What is expected:
According to the patellar taping abstract below, how many people took part in the study, and who were they?

Page text:
==========

Background: Patellar taping is a common treatment modality for physical therapists managing patellofemoral pain. However, the mechanisms of action remain unclear, with much debate as to whether its efficacy is due to a change in patellar alignment or an alteration in sensory input.
Objective: The purpose of this study was to investigate the sensory input hypothesis using functional magnetic resonance imaging when taping was applied to the knee joint during a proprioception task.
Design: This was an observational study with patellar taping intervention.
Methods: Eight male volunteers who were healthy and right-leg dominant participated in a motor block design study. Each participant performed 2 right knee extension repetitive movement tasks: one simple and one proprioceptive. These tasks were performed with and without patellar taping and were auditorally paced for 400 seconds at 72 beats/min (1.2 Hz).
Results: The proprioception task without patellar taping caused a positive blood oxygenation level-dependant (BOLD) response bilaterally in the medial supplementary motor area, the cingulate motor area, the basal ganglion, and the thalamus and medial primary sensory motor cortex. For the proprioception task with patellar taping, there was a decreased BOLD response in these regions. In the lateral primary sensory cortex, there was a negative BOLD response with less activity for the proprioception task with taping. Limitations This study may have been limited by the small sample size, a possible learning effect due to a nonrandom order of tasks, and use of a single-joint knee extension task.
Conclusions: This study demonstrated that patellar taping modulates brain activity in several areas of the brain during a proprioception knee movement task.

==========

[Collected data]
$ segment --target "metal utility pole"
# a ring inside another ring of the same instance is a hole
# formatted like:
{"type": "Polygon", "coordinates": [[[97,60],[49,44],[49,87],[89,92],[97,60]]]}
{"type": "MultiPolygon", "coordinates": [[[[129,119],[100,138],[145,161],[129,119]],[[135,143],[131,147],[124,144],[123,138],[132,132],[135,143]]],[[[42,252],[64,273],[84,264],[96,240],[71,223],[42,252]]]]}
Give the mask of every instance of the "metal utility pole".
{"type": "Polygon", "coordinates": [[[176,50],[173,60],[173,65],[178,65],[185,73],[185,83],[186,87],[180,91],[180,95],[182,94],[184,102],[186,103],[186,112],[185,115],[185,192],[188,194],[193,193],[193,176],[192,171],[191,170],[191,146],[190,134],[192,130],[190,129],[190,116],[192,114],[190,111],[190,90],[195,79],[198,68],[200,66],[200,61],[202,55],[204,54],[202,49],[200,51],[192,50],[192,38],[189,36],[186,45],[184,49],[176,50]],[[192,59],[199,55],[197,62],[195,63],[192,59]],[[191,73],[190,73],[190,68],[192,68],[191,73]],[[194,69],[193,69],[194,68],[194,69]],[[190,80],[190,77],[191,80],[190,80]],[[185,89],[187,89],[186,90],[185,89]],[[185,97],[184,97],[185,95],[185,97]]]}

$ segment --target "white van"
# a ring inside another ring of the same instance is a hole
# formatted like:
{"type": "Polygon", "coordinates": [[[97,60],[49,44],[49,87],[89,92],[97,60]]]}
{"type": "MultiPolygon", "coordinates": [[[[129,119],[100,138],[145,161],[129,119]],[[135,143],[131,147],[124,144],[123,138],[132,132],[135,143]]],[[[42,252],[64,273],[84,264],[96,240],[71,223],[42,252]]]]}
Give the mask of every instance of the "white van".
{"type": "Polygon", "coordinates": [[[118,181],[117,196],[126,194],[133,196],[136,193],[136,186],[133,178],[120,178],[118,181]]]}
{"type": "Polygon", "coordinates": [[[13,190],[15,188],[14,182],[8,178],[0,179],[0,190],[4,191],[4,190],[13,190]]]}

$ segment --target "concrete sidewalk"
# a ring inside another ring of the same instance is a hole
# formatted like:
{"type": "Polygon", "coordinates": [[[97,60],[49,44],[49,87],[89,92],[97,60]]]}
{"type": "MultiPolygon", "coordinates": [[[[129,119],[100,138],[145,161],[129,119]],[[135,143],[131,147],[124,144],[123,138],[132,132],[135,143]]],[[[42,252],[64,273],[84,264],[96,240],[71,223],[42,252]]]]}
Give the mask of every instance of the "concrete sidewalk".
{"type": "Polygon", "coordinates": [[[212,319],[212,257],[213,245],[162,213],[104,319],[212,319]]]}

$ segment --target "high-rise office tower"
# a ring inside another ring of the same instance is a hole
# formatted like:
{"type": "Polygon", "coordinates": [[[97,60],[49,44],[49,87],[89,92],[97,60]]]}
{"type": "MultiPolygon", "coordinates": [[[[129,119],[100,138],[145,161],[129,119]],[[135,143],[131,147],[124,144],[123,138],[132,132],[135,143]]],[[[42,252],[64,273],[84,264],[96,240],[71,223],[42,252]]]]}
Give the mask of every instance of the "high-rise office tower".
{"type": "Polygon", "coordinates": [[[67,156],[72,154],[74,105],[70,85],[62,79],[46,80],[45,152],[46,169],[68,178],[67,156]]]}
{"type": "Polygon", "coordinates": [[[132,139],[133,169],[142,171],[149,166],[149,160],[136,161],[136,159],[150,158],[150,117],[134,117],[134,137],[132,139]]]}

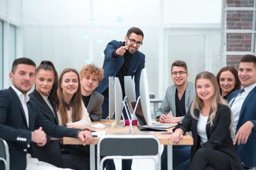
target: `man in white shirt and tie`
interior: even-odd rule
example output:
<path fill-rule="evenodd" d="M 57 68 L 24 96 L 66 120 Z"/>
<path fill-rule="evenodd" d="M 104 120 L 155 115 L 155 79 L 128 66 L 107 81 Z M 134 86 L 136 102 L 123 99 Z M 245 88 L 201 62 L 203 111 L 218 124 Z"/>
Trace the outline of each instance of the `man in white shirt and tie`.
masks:
<path fill-rule="evenodd" d="M 255 167 L 256 155 L 256 57 L 245 55 L 238 71 L 242 89 L 230 95 L 228 102 L 233 112 L 234 144 L 245 169 Z"/>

==========

Result for this exercise:
Eight healthy, right-leg-dominant male volunteers.